GOAL -
Rewrite every line of the items below, starting with the first line and going on through the line with "[185,0,348,140]". Move each bounding-box coordinate up by 5 and keep all other text unchanged.

DATA SHOWN -

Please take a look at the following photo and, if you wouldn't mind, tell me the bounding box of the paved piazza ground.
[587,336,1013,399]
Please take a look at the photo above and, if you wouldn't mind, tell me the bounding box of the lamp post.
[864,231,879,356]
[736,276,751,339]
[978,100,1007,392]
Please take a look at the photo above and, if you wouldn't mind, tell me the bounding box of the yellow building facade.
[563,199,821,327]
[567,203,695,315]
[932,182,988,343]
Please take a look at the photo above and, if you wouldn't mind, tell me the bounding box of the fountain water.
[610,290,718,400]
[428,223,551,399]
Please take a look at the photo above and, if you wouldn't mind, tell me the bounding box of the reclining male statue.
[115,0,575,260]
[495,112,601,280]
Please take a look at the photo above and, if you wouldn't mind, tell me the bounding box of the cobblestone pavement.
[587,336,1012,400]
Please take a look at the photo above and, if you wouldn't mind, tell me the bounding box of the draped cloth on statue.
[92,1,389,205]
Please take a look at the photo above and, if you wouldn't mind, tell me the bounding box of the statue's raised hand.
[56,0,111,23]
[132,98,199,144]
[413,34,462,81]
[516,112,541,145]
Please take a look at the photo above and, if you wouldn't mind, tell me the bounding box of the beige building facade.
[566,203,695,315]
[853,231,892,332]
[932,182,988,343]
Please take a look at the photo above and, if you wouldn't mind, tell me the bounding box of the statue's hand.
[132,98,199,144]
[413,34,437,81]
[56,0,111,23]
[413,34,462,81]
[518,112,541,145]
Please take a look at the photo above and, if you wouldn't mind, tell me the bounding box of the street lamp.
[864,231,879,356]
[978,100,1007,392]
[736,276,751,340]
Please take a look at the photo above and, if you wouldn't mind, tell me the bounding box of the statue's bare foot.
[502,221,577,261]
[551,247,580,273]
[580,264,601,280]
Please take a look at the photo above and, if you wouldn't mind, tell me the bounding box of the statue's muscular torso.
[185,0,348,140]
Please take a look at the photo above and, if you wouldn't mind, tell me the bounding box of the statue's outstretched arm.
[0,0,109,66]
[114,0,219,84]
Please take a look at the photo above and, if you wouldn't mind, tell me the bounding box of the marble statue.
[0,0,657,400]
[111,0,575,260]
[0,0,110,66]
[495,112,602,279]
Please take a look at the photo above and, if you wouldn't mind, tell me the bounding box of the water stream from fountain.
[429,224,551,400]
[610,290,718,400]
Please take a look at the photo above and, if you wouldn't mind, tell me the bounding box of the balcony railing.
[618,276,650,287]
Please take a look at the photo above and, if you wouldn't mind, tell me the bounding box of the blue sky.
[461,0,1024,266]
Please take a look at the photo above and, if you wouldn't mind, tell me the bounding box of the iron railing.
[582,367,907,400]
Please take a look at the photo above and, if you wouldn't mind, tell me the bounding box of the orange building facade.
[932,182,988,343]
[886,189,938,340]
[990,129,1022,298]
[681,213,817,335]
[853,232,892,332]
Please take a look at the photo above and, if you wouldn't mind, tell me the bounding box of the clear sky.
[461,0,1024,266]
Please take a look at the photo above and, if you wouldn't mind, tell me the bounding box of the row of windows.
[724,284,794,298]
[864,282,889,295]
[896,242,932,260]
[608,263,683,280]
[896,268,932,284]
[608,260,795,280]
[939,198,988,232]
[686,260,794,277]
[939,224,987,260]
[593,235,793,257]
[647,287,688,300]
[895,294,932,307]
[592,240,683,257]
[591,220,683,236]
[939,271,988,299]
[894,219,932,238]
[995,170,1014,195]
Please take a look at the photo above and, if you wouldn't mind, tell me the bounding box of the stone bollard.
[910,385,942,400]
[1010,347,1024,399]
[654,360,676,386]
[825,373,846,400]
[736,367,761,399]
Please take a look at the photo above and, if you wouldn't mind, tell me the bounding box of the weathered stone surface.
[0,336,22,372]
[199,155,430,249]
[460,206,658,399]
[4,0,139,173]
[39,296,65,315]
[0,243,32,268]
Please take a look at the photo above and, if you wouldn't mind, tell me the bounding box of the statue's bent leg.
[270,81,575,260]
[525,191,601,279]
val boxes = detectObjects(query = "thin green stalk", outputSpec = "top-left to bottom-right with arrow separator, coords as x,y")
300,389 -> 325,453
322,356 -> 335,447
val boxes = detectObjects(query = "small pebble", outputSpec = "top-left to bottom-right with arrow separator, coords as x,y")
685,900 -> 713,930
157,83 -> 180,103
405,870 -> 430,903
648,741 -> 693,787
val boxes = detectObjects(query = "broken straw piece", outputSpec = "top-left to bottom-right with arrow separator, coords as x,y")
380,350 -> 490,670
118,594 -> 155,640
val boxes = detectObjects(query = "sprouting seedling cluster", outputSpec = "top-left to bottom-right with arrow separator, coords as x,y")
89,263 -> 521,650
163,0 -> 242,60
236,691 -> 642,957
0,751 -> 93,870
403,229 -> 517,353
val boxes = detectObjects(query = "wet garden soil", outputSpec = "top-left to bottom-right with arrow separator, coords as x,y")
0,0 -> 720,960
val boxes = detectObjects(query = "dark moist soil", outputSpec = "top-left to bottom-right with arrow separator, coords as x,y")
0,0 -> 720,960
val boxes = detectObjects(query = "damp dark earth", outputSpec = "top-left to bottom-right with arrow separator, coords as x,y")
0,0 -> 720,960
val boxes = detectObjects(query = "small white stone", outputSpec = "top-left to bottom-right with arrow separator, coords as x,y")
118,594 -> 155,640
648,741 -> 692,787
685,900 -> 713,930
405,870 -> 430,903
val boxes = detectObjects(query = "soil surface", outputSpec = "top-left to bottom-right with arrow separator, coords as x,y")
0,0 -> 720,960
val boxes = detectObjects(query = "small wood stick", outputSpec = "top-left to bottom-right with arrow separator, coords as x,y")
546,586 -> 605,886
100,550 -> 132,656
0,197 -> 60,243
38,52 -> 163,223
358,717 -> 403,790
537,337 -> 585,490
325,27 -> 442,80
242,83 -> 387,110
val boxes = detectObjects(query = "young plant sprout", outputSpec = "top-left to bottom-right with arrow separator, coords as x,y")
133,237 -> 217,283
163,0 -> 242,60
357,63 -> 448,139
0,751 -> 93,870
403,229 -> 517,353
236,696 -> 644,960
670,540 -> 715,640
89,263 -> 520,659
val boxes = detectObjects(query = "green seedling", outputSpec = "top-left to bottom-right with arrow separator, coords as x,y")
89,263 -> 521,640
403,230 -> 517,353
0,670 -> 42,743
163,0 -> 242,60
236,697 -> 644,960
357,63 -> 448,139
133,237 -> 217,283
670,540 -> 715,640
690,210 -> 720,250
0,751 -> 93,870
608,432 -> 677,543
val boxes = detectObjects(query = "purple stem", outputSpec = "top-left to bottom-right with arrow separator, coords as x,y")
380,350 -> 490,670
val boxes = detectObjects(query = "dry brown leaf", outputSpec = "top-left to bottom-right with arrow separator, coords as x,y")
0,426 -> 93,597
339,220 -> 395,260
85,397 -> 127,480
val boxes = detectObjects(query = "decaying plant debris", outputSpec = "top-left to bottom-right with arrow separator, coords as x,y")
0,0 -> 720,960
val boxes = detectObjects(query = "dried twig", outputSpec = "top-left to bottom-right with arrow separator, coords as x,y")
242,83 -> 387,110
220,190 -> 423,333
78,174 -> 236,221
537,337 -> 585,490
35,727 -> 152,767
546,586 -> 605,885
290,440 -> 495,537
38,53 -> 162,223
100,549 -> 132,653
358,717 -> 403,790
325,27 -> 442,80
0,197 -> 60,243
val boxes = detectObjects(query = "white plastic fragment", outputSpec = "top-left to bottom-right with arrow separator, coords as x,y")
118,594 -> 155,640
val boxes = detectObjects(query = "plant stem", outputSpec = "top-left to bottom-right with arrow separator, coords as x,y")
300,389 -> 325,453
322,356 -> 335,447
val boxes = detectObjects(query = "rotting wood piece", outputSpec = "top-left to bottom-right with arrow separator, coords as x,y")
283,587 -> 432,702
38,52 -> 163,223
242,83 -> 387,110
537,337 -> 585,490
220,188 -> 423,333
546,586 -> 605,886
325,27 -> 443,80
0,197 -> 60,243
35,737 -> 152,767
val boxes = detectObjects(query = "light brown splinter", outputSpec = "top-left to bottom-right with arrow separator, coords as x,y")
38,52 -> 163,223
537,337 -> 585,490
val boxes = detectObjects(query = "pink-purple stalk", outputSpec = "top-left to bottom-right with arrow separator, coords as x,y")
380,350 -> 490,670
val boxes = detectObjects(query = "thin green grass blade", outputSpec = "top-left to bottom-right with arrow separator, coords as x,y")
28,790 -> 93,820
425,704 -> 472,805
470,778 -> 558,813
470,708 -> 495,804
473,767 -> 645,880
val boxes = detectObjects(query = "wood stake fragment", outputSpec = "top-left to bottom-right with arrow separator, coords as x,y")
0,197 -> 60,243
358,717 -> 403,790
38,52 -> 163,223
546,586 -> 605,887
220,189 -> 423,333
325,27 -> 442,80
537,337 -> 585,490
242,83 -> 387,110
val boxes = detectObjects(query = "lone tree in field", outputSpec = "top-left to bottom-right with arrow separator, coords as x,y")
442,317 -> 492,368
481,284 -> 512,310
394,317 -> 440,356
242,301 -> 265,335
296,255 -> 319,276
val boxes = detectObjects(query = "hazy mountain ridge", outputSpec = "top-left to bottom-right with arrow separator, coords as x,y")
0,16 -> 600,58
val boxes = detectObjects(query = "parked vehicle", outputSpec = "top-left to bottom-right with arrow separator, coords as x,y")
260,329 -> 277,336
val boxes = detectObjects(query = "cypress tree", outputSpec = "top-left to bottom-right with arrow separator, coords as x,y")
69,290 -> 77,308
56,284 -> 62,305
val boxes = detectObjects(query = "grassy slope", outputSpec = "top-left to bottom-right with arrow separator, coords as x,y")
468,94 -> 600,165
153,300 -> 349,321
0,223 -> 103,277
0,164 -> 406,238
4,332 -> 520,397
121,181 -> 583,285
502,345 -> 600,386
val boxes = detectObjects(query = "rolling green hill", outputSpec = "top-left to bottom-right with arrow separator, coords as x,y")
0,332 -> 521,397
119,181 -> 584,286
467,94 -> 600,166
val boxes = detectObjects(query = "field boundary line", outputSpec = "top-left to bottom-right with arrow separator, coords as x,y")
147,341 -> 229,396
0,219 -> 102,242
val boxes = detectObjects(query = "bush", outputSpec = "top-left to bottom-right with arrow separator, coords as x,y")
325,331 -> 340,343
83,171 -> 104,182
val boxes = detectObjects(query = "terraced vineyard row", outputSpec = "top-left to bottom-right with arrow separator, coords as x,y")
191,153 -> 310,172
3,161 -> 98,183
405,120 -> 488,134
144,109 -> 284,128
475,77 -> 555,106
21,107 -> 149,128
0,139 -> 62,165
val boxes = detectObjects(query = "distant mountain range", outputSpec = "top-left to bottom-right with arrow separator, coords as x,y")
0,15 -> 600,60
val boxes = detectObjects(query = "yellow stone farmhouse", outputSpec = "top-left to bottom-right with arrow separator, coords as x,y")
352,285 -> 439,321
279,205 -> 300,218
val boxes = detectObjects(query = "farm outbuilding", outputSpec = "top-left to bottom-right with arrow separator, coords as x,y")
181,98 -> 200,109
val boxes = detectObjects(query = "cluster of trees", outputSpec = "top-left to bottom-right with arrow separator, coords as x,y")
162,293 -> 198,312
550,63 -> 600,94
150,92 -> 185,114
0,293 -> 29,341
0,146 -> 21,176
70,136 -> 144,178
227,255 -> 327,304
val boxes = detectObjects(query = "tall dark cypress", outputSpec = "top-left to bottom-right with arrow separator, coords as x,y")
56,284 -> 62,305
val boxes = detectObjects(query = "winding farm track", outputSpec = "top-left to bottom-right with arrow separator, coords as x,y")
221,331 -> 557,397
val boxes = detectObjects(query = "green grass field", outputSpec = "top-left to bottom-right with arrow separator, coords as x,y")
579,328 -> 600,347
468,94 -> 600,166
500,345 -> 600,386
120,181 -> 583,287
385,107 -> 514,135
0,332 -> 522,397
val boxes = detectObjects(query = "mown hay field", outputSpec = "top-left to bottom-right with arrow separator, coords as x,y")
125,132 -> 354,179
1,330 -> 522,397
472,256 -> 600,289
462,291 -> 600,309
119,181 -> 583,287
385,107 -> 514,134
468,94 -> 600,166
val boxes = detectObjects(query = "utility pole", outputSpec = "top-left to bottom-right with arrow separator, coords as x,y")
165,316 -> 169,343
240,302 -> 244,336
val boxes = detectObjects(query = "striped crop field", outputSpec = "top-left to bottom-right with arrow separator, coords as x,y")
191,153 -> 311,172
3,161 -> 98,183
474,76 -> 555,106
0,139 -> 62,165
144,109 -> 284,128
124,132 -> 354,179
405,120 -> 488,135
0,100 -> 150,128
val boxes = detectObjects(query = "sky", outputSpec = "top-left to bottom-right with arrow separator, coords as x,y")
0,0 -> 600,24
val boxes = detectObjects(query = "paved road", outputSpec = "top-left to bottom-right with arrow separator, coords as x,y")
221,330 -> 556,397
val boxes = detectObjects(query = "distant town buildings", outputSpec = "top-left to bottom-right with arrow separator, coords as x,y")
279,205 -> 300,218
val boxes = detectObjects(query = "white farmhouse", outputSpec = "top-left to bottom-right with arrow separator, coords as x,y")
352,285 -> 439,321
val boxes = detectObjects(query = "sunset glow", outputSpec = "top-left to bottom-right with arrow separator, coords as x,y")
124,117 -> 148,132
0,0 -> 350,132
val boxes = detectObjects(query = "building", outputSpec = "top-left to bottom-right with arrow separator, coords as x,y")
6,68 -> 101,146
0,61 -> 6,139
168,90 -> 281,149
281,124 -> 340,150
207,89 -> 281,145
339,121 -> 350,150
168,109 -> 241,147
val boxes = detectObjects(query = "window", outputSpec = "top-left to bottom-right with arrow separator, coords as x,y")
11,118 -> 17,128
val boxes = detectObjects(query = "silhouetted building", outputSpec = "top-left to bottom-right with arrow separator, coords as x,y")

OUTPUT OF THE EXERCISE -
Please take a look at the following photo and, if you wouldn't mind, tell me the bounding box of the paved piazza ground.
[592,341,1018,404]
Please take a look at the photo above and, if you wouldn't mind, tell me the bounding box of the lamp post.
[869,236,884,361]
[741,281,756,344]
[983,105,1012,397]
Please take a look at the photo above and, if you wouldn't mind, tell me the bounding box of the yellow building facade.
[568,204,826,332]
[572,208,700,320]
[937,187,993,348]
Please take a look at the photo above and, if you wouldn't mind, tell me the bounding box of the fountain water.
[615,295,723,405]
[433,228,556,404]
Please take a look at the photo above and, if you wouldn't mind, tell me the bounding box of the reclining male statue.
[120,5,580,265]
[500,117,606,285]
Please take a look at the photo above and, if you wouldn't mind, tell me the bounding box of the cobblestone pavement.
[592,341,1017,405]
Please take a look at the photo above and, if you wouldn't mind, tell me the bounding box of the draped cloth on statue.
[97,6,394,210]
Please take a look at the photo above and, if you wouldn't mind, tell me the bounding box of the statue's raised hand.
[61,5,116,28]
[137,103,204,149]
[418,39,467,86]
[521,117,546,150]
Please take a look at the photo above and, if you wouldn't mind, tell me the bounding box of the beige building facade.
[571,208,700,320]
[858,236,897,337]
[937,187,993,348]
Please take a look at the photo above and, if you wouldn't mind, tell me the bounding box of the statue's hand.
[137,103,204,149]
[418,39,442,86]
[61,5,116,28]
[418,39,467,86]
[523,117,546,150]
Please take a look at the photo above and, if you wouldn't mind, tell me the bounding box of the street lamp.
[869,236,884,361]
[983,105,1012,397]
[741,281,756,345]
Please take a look at the photo above and, if you wouldn't mind, tell me the bounding box of the statue's bare foot.
[507,226,582,266]
[556,252,585,278]
[585,269,606,285]
Please take a look at the photo above and, if you wouldn't mind, tell me the bounding box of the statue's muscular torso.
[190,5,353,145]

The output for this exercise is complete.